Assignment = Below is a set of records; restate each one word for word.

[Data — start]

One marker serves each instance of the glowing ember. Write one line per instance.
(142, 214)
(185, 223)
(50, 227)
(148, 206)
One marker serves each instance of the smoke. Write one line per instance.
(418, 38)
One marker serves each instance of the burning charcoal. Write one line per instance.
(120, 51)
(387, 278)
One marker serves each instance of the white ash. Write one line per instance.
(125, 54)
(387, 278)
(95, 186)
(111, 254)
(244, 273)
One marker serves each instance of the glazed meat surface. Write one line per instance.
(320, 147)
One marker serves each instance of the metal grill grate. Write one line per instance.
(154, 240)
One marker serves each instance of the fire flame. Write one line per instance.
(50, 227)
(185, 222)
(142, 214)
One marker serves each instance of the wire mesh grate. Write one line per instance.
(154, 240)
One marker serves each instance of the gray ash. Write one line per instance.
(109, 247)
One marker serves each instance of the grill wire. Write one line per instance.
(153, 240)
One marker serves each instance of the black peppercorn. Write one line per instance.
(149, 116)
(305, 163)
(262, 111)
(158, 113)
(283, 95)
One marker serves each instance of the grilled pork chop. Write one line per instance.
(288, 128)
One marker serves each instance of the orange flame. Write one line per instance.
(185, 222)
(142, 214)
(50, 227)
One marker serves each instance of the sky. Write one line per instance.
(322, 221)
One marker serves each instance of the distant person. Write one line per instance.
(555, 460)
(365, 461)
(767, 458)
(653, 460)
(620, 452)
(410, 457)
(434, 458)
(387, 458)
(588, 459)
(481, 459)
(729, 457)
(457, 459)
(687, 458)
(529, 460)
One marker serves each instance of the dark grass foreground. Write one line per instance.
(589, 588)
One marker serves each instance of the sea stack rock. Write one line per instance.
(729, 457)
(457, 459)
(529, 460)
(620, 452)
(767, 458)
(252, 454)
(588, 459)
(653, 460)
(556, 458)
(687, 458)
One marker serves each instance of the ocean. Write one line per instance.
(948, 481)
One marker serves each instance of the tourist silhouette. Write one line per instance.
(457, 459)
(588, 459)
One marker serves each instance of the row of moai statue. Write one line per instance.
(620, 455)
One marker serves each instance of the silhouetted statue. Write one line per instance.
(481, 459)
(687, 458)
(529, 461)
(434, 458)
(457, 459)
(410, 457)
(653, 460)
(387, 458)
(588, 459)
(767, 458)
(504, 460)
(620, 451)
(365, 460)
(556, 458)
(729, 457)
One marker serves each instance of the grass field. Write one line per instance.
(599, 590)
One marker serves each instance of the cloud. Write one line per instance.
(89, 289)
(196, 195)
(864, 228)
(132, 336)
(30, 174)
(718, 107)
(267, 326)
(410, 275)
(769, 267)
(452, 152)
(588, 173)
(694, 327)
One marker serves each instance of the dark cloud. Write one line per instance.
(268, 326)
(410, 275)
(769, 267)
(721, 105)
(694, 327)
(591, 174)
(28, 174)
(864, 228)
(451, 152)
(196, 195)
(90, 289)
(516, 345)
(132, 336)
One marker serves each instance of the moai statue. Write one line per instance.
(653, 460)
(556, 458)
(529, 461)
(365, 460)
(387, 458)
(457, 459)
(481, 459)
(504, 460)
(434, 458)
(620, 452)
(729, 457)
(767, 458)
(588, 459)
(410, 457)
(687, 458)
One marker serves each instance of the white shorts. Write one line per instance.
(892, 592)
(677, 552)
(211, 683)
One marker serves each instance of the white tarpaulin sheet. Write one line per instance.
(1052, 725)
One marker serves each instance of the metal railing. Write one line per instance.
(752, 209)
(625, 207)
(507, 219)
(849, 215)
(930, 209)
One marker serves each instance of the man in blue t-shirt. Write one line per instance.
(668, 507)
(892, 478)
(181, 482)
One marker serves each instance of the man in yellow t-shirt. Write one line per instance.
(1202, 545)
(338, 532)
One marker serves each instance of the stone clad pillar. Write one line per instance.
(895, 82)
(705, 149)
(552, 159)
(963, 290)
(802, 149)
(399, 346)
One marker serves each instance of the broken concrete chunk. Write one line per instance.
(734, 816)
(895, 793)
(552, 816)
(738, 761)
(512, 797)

[Data — finish]

Task response =
One marker serves each instance of the glowing ember. Write one line per instance.
(142, 214)
(185, 223)
(50, 227)
(148, 206)
One marker serves each instance of the smoke. Write one line per instance.
(418, 38)
One marker serves each instance of the burning charcoal. Write one line per instance.
(120, 51)
(387, 278)
One marker serves each instance of the white ash. Write one line per instance.
(125, 54)
(387, 278)
(95, 186)
(111, 254)
(244, 273)
One marker serves each instance of the glazed meat surface. Write one line per instance.
(320, 147)
One marker serves each instance of the metal grill grate. Write one line per instance.
(154, 240)
One marker serves each instance of the fire flame. Write one line per instance.
(50, 227)
(185, 222)
(142, 214)
One marker serves each instance of the wire mesh grate. Write one line per instance.
(154, 240)
One marker serves each instance of the gray ash. Write one line per instance.
(109, 247)
One marker serves each instance of the grill wire. Write one line per instance.
(153, 240)
One marker serves each instance of the black peppercorn. Write one line per instance.
(149, 116)
(305, 163)
(262, 111)
(158, 113)
(283, 95)
One marker serves each instance of the grilled pork chop. Write one line per instance.
(288, 128)
One marker serves each instance of the orange flame. Write one line per instance.
(185, 222)
(142, 214)
(50, 227)
One marker serves each instance of the sky. Write one line per instance.
(322, 221)
One marker serves each instance of the distant person. Write one line per instance.
(555, 460)
(365, 461)
(767, 458)
(653, 460)
(620, 452)
(410, 457)
(434, 458)
(387, 458)
(588, 459)
(481, 459)
(729, 457)
(457, 459)
(687, 458)
(529, 460)
One marker serves each instance of the dark grass foreground. Write one line per instance.
(589, 588)
One marker serves each instance of the sea stack rock. Write one line per instance.
(729, 457)
(457, 459)
(529, 460)
(620, 452)
(767, 458)
(252, 454)
(588, 459)
(653, 460)
(556, 458)
(687, 458)
One marker serves each instance of the ocean. Write one line per instance.
(948, 481)
One marker serves each instance of the tourist silhouette. Write one line per instance.
(457, 459)
(588, 459)
One marker serves each instance of the row of moai statue. Write one line per instance.
(620, 455)
One marker serves each instance of the silhouetted statue. Write one line per instance.
(481, 459)
(687, 458)
(529, 461)
(434, 458)
(457, 459)
(410, 457)
(653, 460)
(387, 458)
(588, 459)
(767, 458)
(504, 460)
(620, 451)
(365, 460)
(556, 458)
(729, 457)
One marker serves each instance of the grass field. Write one line per instance.
(599, 590)
One marker serves each instance of the cloud. Write one line per instance.
(89, 289)
(196, 195)
(864, 228)
(132, 336)
(30, 174)
(718, 107)
(267, 326)
(410, 275)
(769, 267)
(452, 152)
(588, 173)
(694, 327)
One marker serves each instance of the dark cloud. Write one line per instance.
(268, 326)
(410, 275)
(769, 267)
(721, 105)
(694, 327)
(591, 174)
(28, 174)
(864, 228)
(451, 152)
(196, 195)
(90, 289)
(516, 345)
(132, 336)
One marker serves each instance of the moai statue. Write one line per instance.
(653, 460)
(556, 458)
(529, 461)
(365, 460)
(387, 458)
(457, 459)
(481, 459)
(504, 460)
(434, 458)
(620, 452)
(729, 457)
(767, 458)
(588, 459)
(410, 457)
(687, 458)
One marker serves each instance of the white shorts. Write one line per instance.
(892, 592)
(677, 552)
(211, 683)
One marker serves each instance of the white tarpaulin sheet. Write one line per instance.
(1052, 725)
One marker serves each instance of the metal railing. Write one line per instance.
(752, 209)
(625, 207)
(507, 219)
(849, 215)
(930, 209)
One marker serves each instance of the man in blue t-shirt. Write one line per instance.
(668, 507)
(892, 478)
(181, 482)
One marker serves each instance of the man in yellow t-shirt. Write one line per instance.
(1202, 545)
(338, 532)
One marker serves each instance of the stone clad pillar. Write one line per instance.
(895, 82)
(705, 149)
(552, 159)
(963, 290)
(802, 149)
(399, 346)
One marker serves each instance of the broken concrete chunk. Write one line per instance.
(734, 816)
(895, 793)
(552, 816)
(738, 761)
(512, 797)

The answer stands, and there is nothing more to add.